Collection entries ::
^^^^^^^^^^^^^^^^
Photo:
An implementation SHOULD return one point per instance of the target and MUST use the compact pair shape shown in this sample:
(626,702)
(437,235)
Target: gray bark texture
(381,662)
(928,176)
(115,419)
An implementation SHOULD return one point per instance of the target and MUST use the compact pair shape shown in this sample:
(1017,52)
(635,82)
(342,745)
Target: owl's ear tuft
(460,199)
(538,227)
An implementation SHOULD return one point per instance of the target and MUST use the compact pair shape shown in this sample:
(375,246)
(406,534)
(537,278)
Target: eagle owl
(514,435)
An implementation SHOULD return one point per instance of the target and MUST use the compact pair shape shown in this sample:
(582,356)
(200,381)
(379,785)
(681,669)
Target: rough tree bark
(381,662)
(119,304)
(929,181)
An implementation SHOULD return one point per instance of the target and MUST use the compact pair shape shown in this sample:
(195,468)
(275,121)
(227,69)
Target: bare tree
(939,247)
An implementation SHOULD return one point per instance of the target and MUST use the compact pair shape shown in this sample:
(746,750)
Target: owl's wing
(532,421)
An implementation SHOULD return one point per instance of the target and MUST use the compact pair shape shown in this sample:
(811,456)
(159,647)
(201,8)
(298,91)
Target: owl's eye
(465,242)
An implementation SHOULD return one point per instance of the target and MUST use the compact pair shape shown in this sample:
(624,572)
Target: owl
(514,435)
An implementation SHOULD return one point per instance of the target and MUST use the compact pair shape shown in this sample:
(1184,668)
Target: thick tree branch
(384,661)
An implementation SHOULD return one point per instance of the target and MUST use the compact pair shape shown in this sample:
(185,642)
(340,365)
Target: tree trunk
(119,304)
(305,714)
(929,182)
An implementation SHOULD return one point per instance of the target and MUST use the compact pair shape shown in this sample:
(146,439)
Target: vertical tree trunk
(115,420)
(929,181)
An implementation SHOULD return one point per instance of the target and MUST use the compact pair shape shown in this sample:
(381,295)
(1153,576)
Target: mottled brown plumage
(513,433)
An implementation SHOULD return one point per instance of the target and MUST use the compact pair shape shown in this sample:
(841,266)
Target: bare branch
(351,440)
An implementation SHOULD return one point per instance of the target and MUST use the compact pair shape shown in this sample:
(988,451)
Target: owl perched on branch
^^^^^^^^^^^^^^^^
Challenge :: Write the data from above out again, exactly.

Completed task ::
Photo:
An implementation SHOULD return one point per instance of the target and MUST use the compact pair shape shown in this sample:
(626,702)
(437,235)
Target: gray bark texture
(381,662)
(928,176)
(115,419)
An implementation SHOULD return one point per instance of the target and MUST use the compact pair shape shown in this sample:
(1017,52)
(635,82)
(342,745)
Target: owl's ear tuft
(460,199)
(538,227)
An implementation SHOULD return one point per instance of the target and MUST use the compact pair shape shown in this sample:
(375,246)
(406,534)
(537,278)
Target: eagle owl
(514,435)
An implementation SHOULD return one point per instance of the target and MUST use the compact pair shape shown in this sample:
(582,356)
(200,381)
(379,785)
(681,669)
Target: rough tree bark
(381,662)
(119,304)
(929,181)
An implementation SHOULD return one point per instance of the target and MUST use the compact pair shape shown in this sample:
(195,468)
(275,121)
(227,69)
Target: bare tree
(939,247)
An implementation SHOULD return one point per instance of the target and MUST use the compact pair shape shown in this sample:
(746,750)
Target: owl's wing
(532,421)
An implementation SHOULD return one point per instance of the target and MUST use the compact pair shape shown in this sample:
(811,456)
(159,647)
(201,8)
(298,91)
Target: owl's eye
(465,242)
An implementation SHOULD return one point per instance of the target and MUST use the compact pair shape shown in this sample:
(624,572)
Target: owl
(514,435)
An implementation SHOULD return one point per instance of the target and MUST use the compact pair shape shown in this sample:
(1184,668)
Target: thick tree branch
(384,661)
An implementation SHOULD return one point per instance of the target and MUST use the compact pair shape shown in this sample:
(185,642)
(340,365)
Target: tree trunk
(119,304)
(305,714)
(929,182)
An implementation SHOULD return one point per instance of the target and MUST use the compact pair shape shown in this sample:
(146,439)
Target: vertical tree trunk
(115,420)
(929,181)
An implementation SHOULD return one point per instance of the target and MUST use the compact pair shape shown in this sample:
(381,295)
(1153,576)
Target: mottled brown plumage
(513,433)
An implementation SHOULD return one point per instance of the target and MUST use the compact pair shape shown in this sample:
(841,266)
Target: bare branch
(351,440)
An implementation SHOULD return one point per instance of the target and MUST use the compact pair shape shown in this sample:
(988,451)
Target: owl perched on branch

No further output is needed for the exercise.